▶ Entries shown:
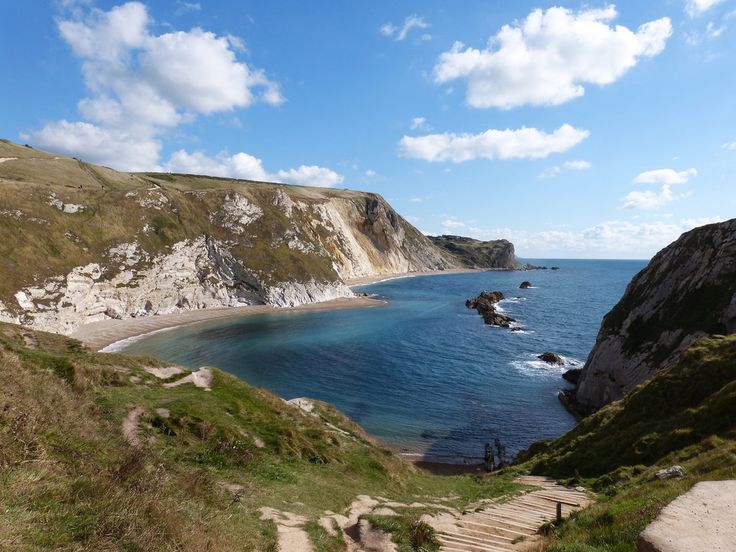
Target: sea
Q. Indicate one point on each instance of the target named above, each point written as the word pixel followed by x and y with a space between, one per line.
pixel 423 373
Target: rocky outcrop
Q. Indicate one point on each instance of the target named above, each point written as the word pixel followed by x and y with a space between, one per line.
pixel 485 304
pixel 493 254
pixel 551 358
pixel 81 243
pixel 572 375
pixel 688 290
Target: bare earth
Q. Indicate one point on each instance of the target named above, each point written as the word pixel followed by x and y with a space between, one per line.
pixel 99 335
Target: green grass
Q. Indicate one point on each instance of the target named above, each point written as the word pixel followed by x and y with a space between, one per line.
pixel 68 479
pixel 685 415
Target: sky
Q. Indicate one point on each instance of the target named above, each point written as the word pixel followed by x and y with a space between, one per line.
pixel 575 130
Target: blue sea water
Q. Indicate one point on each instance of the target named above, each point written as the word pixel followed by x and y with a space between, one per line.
pixel 424 373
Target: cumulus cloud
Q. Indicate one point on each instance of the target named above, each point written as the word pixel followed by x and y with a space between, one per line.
pixel 650 199
pixel 419 123
pixel 142 84
pixel 695 8
pixel 665 176
pixel 575 165
pixel 610 239
pixel 523 143
pixel 240 165
pixel 401 32
pixel 548 57
pixel 311 175
pixel 245 166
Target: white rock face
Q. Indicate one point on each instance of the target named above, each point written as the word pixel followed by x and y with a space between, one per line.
pixel 354 234
pixel 196 274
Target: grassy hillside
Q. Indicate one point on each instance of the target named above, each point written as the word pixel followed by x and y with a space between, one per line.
pixel 195 474
pixel 58 213
pixel 685 415
pixel 473 253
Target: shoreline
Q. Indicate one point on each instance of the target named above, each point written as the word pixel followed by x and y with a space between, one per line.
pixel 99 336
pixel 367 280
pixel 105 335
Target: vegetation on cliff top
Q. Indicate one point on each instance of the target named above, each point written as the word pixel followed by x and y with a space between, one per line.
pixel 473 253
pixel 70 480
pixel 685 415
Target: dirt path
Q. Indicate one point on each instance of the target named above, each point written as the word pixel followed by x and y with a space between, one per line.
pixel 130 426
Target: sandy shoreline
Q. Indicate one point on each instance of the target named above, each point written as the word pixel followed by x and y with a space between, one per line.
pixel 365 280
pixel 99 335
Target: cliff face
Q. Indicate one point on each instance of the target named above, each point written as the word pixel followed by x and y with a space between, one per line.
pixel 81 243
pixel 473 253
pixel 688 290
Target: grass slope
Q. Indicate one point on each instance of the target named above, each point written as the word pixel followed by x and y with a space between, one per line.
pixel 69 480
pixel 473 253
pixel 685 415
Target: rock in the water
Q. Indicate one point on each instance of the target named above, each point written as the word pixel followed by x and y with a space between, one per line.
pixel 669 473
pixel 484 304
pixel 551 358
pixel 572 375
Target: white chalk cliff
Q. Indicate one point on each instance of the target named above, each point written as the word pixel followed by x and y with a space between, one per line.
pixel 80 243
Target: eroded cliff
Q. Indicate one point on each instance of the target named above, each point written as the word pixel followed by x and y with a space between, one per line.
pixel 81 243
pixel 687 291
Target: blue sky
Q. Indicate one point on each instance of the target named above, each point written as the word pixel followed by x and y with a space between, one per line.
pixel 575 130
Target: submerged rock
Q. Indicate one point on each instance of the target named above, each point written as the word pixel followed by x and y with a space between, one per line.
pixel 551 358
pixel 484 304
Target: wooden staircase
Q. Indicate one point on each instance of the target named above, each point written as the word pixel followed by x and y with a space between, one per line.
pixel 499 526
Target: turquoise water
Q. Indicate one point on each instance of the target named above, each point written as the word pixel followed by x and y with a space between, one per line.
pixel 424 373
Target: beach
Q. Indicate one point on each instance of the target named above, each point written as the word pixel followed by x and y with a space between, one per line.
pixel 100 335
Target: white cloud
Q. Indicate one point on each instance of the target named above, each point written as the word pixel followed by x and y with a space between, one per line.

▶ Your objective:
Reproduce exactly, and with no other material, the lines between those holding "Target: white rock face" and "Target: grassy hillside", inclusive.

▶ Exercise solution:
Target: white rock face
Q. Indicate one point on each instance of the target named above, each point written as the word pixel followed by x and y with a space between, one per line.
pixel 354 234
pixel 196 274
Target: grassy hillside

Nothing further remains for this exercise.